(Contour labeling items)

---+---

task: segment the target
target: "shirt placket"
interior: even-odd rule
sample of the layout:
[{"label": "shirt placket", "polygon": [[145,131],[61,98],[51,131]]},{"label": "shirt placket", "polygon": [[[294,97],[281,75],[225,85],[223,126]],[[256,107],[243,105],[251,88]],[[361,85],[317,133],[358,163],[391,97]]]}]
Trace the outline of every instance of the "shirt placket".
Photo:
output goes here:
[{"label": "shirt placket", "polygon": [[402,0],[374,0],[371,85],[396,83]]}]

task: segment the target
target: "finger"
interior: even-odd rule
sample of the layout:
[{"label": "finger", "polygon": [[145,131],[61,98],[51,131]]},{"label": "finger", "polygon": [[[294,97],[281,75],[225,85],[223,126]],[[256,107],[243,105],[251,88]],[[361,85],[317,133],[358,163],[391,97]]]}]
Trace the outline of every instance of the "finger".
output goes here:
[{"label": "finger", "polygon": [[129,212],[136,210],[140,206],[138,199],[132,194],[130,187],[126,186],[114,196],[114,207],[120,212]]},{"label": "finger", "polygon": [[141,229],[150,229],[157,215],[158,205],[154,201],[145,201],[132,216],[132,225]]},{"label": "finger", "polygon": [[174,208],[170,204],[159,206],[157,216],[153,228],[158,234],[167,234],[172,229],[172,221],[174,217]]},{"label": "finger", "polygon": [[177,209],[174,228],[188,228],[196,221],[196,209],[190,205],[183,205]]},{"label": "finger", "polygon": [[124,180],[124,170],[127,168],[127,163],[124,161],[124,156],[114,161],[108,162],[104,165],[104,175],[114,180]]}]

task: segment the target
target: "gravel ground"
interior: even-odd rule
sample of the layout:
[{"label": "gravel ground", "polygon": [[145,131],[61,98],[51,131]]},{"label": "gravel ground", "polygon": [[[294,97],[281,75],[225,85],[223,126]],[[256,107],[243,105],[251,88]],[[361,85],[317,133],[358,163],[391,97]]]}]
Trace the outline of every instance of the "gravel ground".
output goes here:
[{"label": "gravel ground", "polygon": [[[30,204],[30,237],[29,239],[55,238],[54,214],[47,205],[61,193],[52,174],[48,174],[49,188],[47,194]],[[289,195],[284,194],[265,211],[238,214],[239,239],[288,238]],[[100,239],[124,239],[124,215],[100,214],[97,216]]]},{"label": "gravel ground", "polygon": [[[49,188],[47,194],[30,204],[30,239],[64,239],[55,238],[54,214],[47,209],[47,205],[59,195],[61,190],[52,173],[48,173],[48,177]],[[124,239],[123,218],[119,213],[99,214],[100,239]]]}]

---+---

* **Short exercise**
All the entries above need to be reproduced exactly.

* **Answer in full**
task: segment the target
target: "shirt placket"
interior: even-odd rule
sample of the layout:
[{"label": "shirt placket", "polygon": [[145,131],[61,98],[51,131]]},{"label": "shirt placket", "polygon": [[[294,97],[281,75],[225,85],[223,126]],[[256,107],[243,105],[251,88]],[[361,85],[317,133],[358,163],[391,97]]]}]
Trace the outline of every instance of the "shirt placket".
Photo:
output goes here:
[{"label": "shirt placket", "polygon": [[402,0],[374,0],[371,85],[396,83]]}]

task: segment the target
target: "finger"
interior: even-odd rule
sample of the layout:
[{"label": "finger", "polygon": [[145,131],[61,98],[51,131]]},{"label": "finger", "polygon": [[[294,97],[281,75],[225,85],[223,126]],[[256,107],[243,105],[251,88]],[[361,85],[317,133],[358,163],[391,97]]]}]
Trace the outline of every instance of the "finger".
output goes here:
[{"label": "finger", "polygon": [[129,212],[136,210],[140,206],[138,199],[132,194],[130,187],[126,186],[114,196],[114,207],[120,212]]},{"label": "finger", "polygon": [[141,229],[150,229],[157,215],[158,205],[154,201],[145,201],[132,216],[132,225]]},{"label": "finger", "polygon": [[174,208],[170,204],[159,206],[157,216],[153,228],[158,234],[167,234],[172,229],[172,221],[174,217]]},{"label": "finger", "polygon": [[177,209],[174,228],[188,228],[196,221],[196,209],[190,205],[183,205]]},{"label": "finger", "polygon": [[124,180],[124,170],[127,168],[127,163],[124,161],[124,156],[114,161],[108,162],[104,165],[104,175],[114,180]]}]

task: segment the target
target: "gravel ground"
interior: even-odd rule
sample of the layout:
[{"label": "gravel ground", "polygon": [[145,131],[61,98],[51,131]]},{"label": "gravel ground", "polygon": [[[294,97],[281,75],[225,85],[223,126]],[[256,107],[243,105],[251,88]],[[361,85],[317,133],[358,163],[391,97]]]}]
Trace the outline of every instance of the "gravel ground".
output goes here:
[{"label": "gravel ground", "polygon": [[[30,204],[30,237],[29,239],[55,238],[54,214],[47,205],[61,193],[52,174],[48,174],[49,188],[47,194]],[[289,195],[284,194],[265,211],[238,214],[239,239],[288,238]],[[100,239],[124,239],[124,215],[100,214],[97,216]]]},{"label": "gravel ground", "polygon": [[[49,188],[47,194],[30,204],[30,239],[64,239],[55,238],[54,214],[47,209],[47,205],[59,195],[61,190],[52,173],[48,173],[48,177]],[[124,239],[123,218],[119,213],[99,214],[100,239]]]}]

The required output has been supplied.